Text segment
St Cuthbert Gospel


The St Cuthbert Gospel, also known as the Stonyhurst Gospel or the St Cuthbert Gospel of St John, is an early 8th-century pocket gospel book, written in Latin. Its finely decorated leather binding is the earliest known Western bookbinding to survive, and both the 94 vellum folios and the binding are in outstanding condition for a book of this age. With a page size of only, the St Cuthbert Gospel is one of the smallest surviving Anglo-Saxon manuscripts. The essentially undecorated text is the Gospel of John in Latin, written in a script that has been regarded as a model of elegant simplicity.
The book takes its name from Saint Cuthbert of Lindisfarne, North East England, in whose tomb it was placed, probably a few years after his death in 687. Although it was long regarded as Cuthbert's personal copy of the Gospel, to which there are early references, and so a relic of the saint, the book is now thought to date from shortly after Cuthbert's death. It was probably a gift from Monkwearmouth–Jarrow Abbey, where it was written, intended to be placed in St Cuthbert's coffin in the few decades after this was placed behind the altar at Lindisfarne in 698. It presumably remained in the coffin through its long travels after 875, forced by Viking invasions, ending at Durham Cathedral. The book was found inside the coffin and removed in 1104 when the burial was once again moved within the cathedral. It was kept there with other relics, and important visitors were able to wear the book in a leather bag around their necks. It is thought that after the Dissolution of the Monasteries in England by Henry VIII between 1536 and 1541, the book passed to collectors. It was eventually given to Stonyhurst College, the Jesuit school in Lancashire.

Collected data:
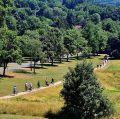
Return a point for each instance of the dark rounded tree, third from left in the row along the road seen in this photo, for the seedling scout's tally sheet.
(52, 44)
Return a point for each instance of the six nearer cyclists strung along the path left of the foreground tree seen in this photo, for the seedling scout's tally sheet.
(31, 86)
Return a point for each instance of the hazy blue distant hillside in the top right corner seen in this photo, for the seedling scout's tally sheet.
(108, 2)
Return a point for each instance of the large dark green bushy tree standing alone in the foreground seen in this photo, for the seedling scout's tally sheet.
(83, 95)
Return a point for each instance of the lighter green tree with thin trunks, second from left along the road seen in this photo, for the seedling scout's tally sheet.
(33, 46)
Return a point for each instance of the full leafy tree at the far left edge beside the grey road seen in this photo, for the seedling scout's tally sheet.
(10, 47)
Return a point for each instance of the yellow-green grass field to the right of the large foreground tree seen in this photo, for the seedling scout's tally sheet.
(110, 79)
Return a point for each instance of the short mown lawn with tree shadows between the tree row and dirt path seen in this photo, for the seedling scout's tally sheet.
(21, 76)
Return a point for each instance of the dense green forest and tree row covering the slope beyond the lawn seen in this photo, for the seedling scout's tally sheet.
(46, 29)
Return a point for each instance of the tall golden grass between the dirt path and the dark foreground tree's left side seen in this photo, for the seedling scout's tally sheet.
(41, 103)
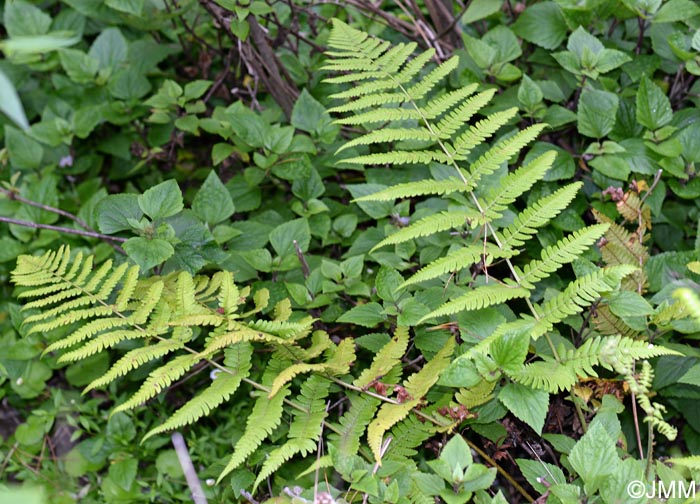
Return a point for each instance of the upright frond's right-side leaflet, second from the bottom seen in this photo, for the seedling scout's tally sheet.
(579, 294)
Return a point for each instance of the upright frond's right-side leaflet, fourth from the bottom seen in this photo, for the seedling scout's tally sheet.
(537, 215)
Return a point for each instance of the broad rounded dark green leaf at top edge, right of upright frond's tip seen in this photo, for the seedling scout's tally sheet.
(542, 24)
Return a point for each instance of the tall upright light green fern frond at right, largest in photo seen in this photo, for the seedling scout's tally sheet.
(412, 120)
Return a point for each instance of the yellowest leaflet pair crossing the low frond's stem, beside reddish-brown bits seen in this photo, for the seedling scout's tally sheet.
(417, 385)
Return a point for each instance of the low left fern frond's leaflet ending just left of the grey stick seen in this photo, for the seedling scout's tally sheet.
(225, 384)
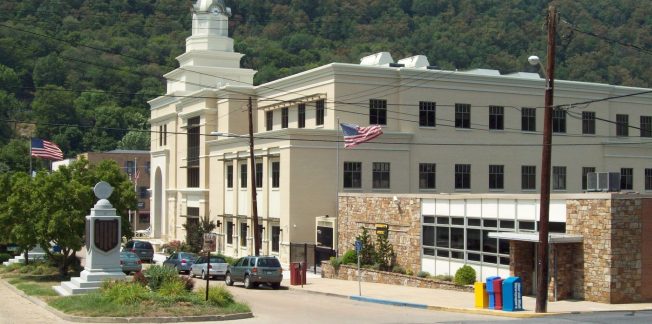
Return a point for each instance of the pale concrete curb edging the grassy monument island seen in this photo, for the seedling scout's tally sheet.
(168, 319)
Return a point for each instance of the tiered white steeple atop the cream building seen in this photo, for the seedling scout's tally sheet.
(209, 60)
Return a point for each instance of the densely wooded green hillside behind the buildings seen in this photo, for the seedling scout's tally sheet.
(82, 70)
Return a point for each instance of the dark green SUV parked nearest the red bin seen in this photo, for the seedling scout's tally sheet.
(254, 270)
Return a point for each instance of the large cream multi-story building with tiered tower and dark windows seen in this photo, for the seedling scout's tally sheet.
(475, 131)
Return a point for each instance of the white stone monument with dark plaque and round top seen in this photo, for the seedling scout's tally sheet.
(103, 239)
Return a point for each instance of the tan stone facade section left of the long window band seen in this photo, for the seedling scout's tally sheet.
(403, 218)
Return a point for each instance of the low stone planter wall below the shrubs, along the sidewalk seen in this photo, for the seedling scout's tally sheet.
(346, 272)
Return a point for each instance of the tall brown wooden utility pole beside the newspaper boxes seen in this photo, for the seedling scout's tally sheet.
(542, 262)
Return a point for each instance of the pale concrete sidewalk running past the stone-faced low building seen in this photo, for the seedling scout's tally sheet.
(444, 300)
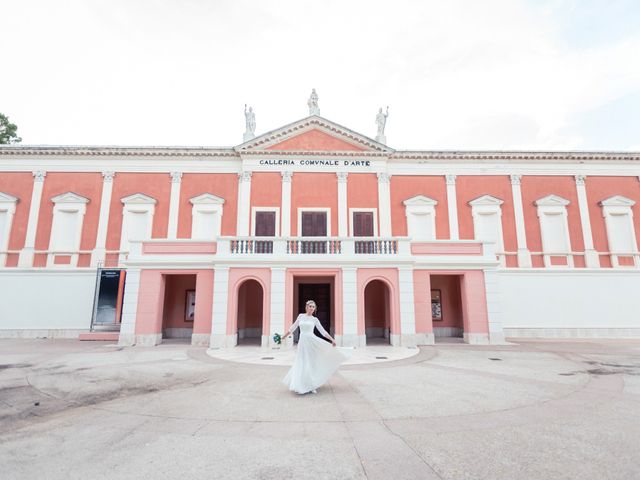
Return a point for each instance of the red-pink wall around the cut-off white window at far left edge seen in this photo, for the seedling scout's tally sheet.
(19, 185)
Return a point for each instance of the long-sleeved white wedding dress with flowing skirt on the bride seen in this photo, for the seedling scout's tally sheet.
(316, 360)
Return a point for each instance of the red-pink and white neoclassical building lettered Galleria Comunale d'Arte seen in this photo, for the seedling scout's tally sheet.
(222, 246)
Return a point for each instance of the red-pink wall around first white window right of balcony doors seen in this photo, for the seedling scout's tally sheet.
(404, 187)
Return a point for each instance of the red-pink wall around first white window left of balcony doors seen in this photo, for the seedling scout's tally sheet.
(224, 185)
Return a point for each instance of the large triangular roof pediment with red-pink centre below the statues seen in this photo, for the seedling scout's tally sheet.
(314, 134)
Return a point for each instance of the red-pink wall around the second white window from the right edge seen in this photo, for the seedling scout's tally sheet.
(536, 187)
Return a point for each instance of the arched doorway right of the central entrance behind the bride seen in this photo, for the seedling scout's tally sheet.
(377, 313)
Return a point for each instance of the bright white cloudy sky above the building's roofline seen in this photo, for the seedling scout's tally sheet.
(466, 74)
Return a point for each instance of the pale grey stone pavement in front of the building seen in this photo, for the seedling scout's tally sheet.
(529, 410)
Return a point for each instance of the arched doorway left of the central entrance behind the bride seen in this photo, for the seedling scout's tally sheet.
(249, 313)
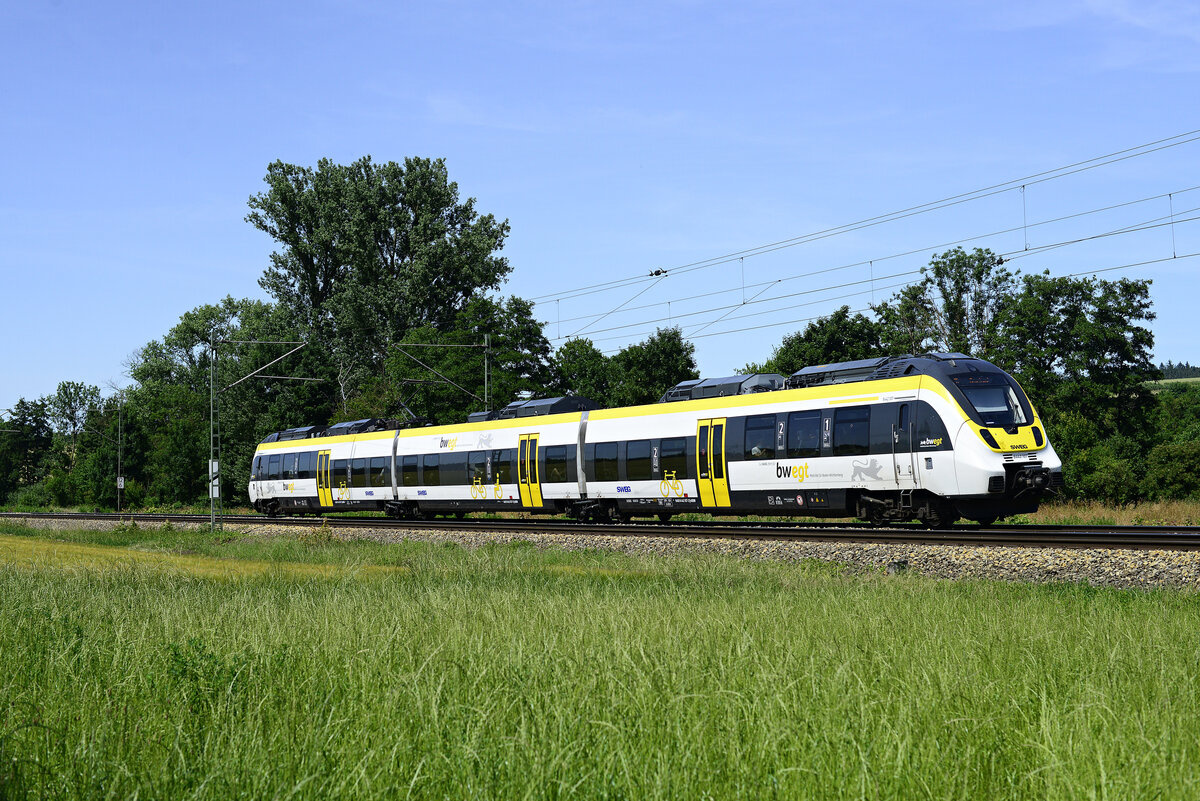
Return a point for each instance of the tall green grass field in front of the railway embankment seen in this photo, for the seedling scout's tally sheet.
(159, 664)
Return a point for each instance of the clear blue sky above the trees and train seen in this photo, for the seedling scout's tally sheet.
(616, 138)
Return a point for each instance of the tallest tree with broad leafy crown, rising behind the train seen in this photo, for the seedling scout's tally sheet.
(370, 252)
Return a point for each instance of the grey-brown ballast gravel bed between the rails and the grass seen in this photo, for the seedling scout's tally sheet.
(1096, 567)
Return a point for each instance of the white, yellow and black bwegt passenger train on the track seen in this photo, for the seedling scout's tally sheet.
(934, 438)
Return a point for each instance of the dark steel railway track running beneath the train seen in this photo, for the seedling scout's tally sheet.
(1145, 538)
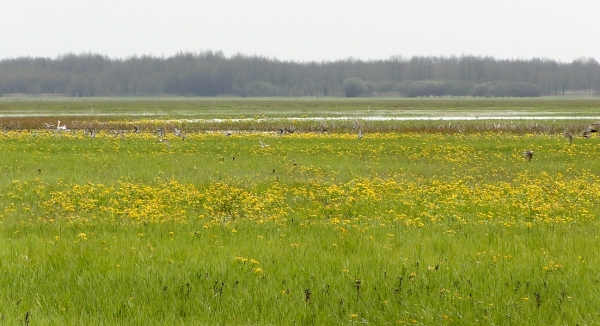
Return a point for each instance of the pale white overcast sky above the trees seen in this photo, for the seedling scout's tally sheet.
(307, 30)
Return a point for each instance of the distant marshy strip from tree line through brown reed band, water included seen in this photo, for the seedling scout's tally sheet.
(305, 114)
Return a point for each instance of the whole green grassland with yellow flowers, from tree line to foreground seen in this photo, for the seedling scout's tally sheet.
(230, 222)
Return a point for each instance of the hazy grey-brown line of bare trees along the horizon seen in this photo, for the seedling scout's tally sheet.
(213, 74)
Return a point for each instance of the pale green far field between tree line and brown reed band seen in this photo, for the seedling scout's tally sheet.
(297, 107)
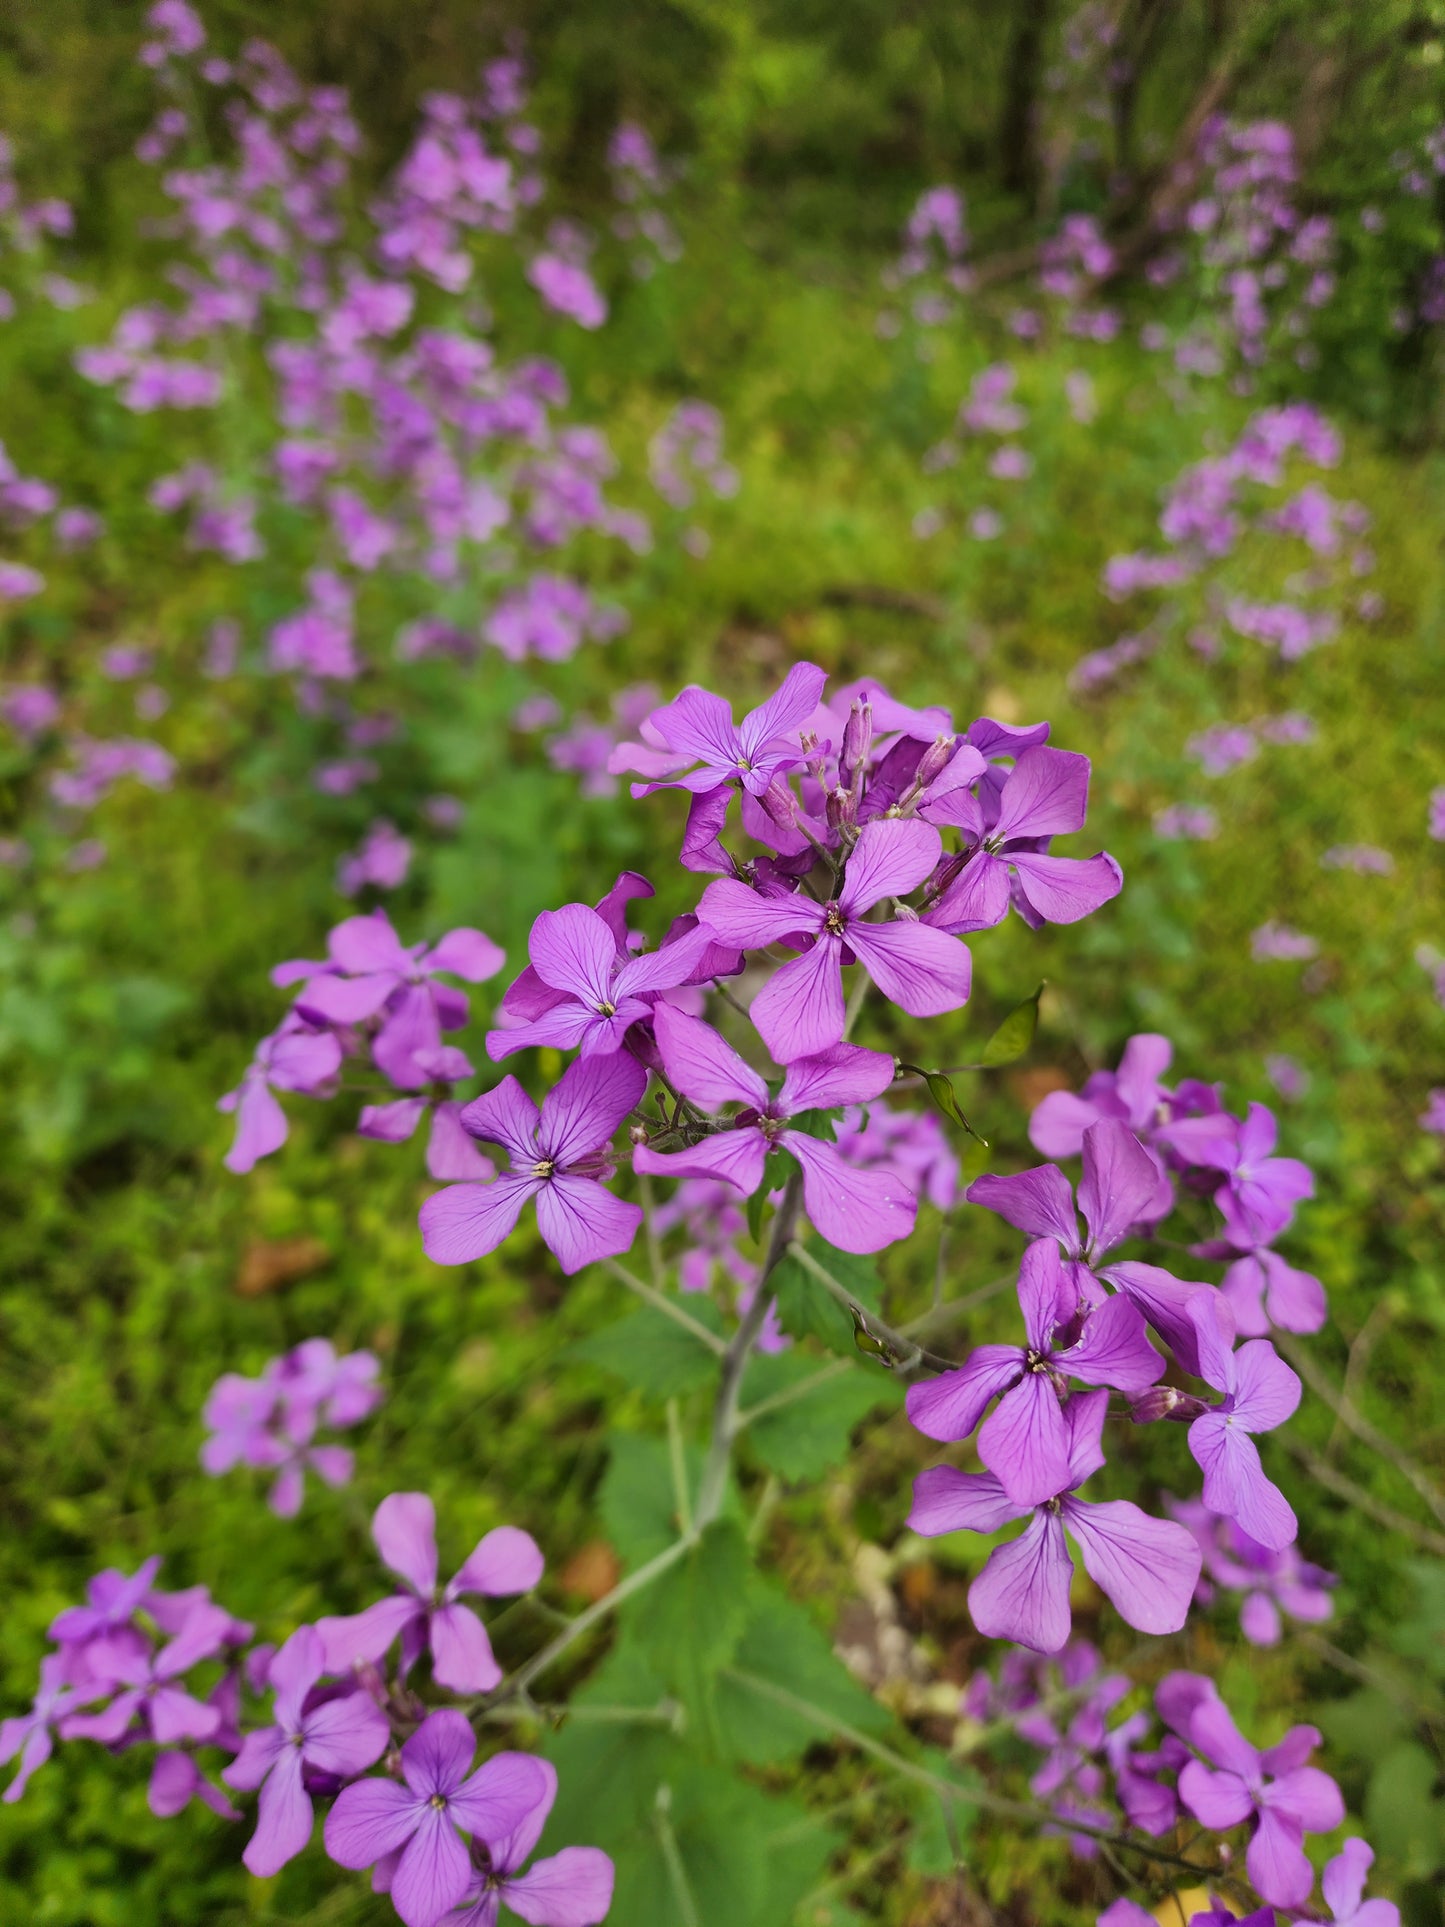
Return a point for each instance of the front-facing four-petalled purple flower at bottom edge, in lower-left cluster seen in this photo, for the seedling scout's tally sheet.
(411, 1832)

Complete the following
1. Please copy the St Cuthbert Gospel passage word for word, everything from "The St Cuthbert Gospel, also" down to "of elegant simplicity.".
2. Turn the paragraph in the St Cuthbert Gospel passage that begins "The book takes its name from Saint Cuthbert" into a short bulleted list that keeps its main facts.
Nothing in the records is required for this work.

Replies
1.
The St Cuthbert Gospel, also known as the Stonyhurst Gospel or the St Cuthbert Gospel of St John, is an early 8th-century pocket gospel book, written in Latin. Its finely decorated leather binding is the earliest known Western bookbinding to survive, and both the 94 vellum folios and the binding are in outstanding condition for a book of this age. With a page size of only, the St Cuthbert Gospel is one of the smallest surviving Anglo-Saxon manuscripts. The essentially undecorated text is the Gospel of John in Latin, written in a script that has been regarded as a model of elegant simplicity.

2.
- The book is named after Saint Cuthbert of Lindisfarne, North East England, and was placed in his tomb, probably a few years after his death in 687.
- It was long regarded as Cuthbert's personal copy of the Gospel and a relic of the saint. It is now thought to date from shortly after his death.
- It was probably written at Monkwearmouth–Jarrow Abbey and given by the abbey to be placed in his coffin in the decades after the coffin was set behind the altar at Lindisfarne in 698.
- It presumably stayed in the coffin during its travels after 875, which were forced by Viking invasions and ended at Durham Cathedral.
- It was found in the coffin and removed in 1104, when the burial was moved within the cathedral.
- It was kept there with other relics, and important visitors could wear it in a leather bag around their necks.
- After Henry VIII's Dissolution of the Monasteries (1536–1541), it is thought to have passed to collectors.
- It was eventually given to Stonyhurst College, the Jesuit school in Lancashire.